Available data >>
▶

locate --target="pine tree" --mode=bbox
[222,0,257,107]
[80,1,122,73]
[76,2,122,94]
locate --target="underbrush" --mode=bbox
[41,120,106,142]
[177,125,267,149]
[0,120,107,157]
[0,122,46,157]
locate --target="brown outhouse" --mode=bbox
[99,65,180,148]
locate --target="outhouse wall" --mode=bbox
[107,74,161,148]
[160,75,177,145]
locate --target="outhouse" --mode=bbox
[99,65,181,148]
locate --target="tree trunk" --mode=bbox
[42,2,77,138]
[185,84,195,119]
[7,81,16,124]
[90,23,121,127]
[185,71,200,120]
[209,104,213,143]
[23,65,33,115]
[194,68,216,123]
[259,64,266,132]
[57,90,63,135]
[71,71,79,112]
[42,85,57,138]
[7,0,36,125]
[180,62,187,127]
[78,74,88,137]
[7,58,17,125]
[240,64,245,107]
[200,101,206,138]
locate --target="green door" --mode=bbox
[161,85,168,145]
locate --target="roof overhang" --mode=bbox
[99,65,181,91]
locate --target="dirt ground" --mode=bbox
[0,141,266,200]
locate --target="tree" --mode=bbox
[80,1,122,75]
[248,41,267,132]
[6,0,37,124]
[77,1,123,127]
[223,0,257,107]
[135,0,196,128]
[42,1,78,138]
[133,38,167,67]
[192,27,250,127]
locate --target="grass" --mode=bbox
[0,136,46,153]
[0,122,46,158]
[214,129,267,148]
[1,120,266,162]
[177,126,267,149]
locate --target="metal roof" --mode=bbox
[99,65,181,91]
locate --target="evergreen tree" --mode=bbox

◀

Task objective >>
Transcribe every record above exactly as it appears.

Response below >>
locate --target="pine tree" --mode=bbox
[222,0,257,107]
[80,1,122,73]
[76,2,122,94]
locate --target="underbrush" --mode=bbox
[41,120,106,142]
[177,125,267,149]
[0,120,107,157]
[0,122,46,157]
locate --target="brown outhouse" --mode=bbox
[99,65,180,148]
locate --target="outhouse wall" --mode=bbox
[107,74,161,148]
[160,75,177,145]
locate --target="outhouse" --mode=bbox
[99,65,181,148]
locate --target="tree trunk" --mode=bbox
[42,2,77,138]
[185,84,195,119]
[7,81,16,124]
[90,23,121,127]
[185,71,200,120]
[209,104,213,143]
[23,65,33,115]
[194,68,216,123]
[259,64,266,132]
[57,90,63,135]
[71,71,79,112]
[42,85,57,138]
[7,0,36,125]
[180,62,187,127]
[78,74,88,137]
[7,58,17,125]
[240,64,245,107]
[200,101,206,138]
locate --target="green door" --mode=bbox
[161,85,168,145]
locate --target="roof overhang" --mode=bbox
[99,65,181,91]
locate --target="dirt ground" --mode=bbox
[0,141,266,200]
locate --target="tree" --mode=bbox
[80,1,122,75]
[248,41,267,132]
[6,0,37,124]
[77,1,123,127]
[223,0,257,107]
[135,0,196,128]
[42,1,78,138]
[133,38,167,67]
[192,27,250,127]
locate --target="grass" --mode=bbox
[0,136,46,153]
[0,122,46,158]
[214,129,267,148]
[1,120,266,162]
[177,126,267,149]
locate --target="metal roof" --mode=bbox
[99,65,181,91]
locate --target="evergreen tree" --mode=bbox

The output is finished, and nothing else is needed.